» WHAT THE TASK REQUIRES
Copy the records below line for line, changing nothing.

» ROWS
--- start ---
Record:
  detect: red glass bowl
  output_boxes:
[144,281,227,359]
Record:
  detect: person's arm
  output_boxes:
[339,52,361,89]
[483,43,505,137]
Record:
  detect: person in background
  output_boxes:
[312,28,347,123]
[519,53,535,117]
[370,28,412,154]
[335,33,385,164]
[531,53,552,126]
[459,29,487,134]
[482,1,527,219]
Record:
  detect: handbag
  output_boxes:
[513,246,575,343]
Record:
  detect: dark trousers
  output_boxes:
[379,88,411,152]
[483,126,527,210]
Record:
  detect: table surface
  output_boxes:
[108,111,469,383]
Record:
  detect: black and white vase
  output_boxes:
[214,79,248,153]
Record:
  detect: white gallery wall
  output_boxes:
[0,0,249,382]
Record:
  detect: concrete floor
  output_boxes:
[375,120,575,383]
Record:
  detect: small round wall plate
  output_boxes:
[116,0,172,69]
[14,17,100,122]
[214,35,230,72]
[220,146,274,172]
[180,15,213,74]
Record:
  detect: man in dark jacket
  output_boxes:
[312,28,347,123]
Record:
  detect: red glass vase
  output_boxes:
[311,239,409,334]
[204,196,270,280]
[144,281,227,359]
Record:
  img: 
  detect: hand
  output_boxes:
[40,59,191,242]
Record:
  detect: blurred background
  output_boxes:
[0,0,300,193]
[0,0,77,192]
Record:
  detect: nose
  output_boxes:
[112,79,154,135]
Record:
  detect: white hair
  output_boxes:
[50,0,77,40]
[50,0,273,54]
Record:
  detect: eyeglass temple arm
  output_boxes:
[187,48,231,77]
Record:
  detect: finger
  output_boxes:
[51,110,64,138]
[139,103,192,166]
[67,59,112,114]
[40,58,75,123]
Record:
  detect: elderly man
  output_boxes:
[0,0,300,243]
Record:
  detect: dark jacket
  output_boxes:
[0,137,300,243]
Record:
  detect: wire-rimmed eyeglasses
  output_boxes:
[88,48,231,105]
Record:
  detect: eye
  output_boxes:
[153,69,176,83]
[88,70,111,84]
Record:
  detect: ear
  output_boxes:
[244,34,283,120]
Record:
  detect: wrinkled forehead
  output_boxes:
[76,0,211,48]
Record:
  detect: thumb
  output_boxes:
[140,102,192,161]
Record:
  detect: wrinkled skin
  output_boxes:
--- end ---
» EXERCISE ANSWER
Record:
  detect: red glass bowl
  output_boxes:
[144,281,227,359]
Record:
  detect: person's arm
  output_boxes:
[339,52,361,89]
[483,43,505,137]
Record:
  detect: person in background
  output_boxes:
[312,28,347,123]
[519,53,535,117]
[370,28,412,154]
[335,33,385,164]
[531,53,552,126]
[459,29,487,134]
[482,1,527,219]
Record:
  detect: handbag
  output_boxes:
[513,246,575,343]
Record:
  detect: dark trousers
  output_boxes:
[379,88,411,152]
[483,126,527,210]
Record:
  detect: table surface
  output_boxes:
[108,111,469,383]
Record:
  detect: black and white vase
  output_boxes:
[214,79,248,153]
Record:
  detect: white gallery wall
  output_boxes:
[0,0,249,382]
Record:
  detect: concrete floor
  output_boxes:
[375,120,575,383]
Record:
  detect: small round wall plate
  output_boxes:
[116,0,172,69]
[14,17,100,122]
[214,35,230,72]
[220,146,274,172]
[180,15,213,74]
Record:
  detect: man in dark jacket
  output_boxes:
[312,28,347,123]
Record:
  detect: red glass vase
  output_boxes:
[311,239,409,334]
[204,196,270,280]
[144,281,227,359]
Record:
  img: 
  detect: hand
  output_boxes:
[40,59,191,242]
Record:
  detect: blurred background
  output_boxes:
[0,0,300,193]
[0,0,77,192]
Record:
  detect: nose
  output_boxes:
[112,79,154,135]
Record:
  detect: white hair
  output_boxes:
[50,0,77,40]
[50,0,273,54]
Record:
  detect: eyeglass temple arm
  output_boxes:
[187,48,231,77]
Record:
  detect: finger
  output_boxes:
[51,110,64,138]
[139,103,192,166]
[67,59,112,114]
[40,58,75,123]
Record:
  detect: elderly man
  output_boxes:
[0,0,300,243]
Record:
  detect: dark jacket
  output_boxes:
[0,137,300,243]
Record:
  detect: wire-rimmed eyeglasses
  output_boxes:
[88,48,231,105]
Record:
  detect: eye
  output_boxes:
[153,69,176,83]
[88,70,111,84]
Record:
  detect: ear
  output_boxes:
[244,34,283,120]
Record:
  detect: wrinkled forehead
  output_boxes:
[76,0,211,48]
Record:
  detect: thumb
  output_boxes:
[140,102,192,161]
Record:
  detect: wrinkled skin
  output_boxes:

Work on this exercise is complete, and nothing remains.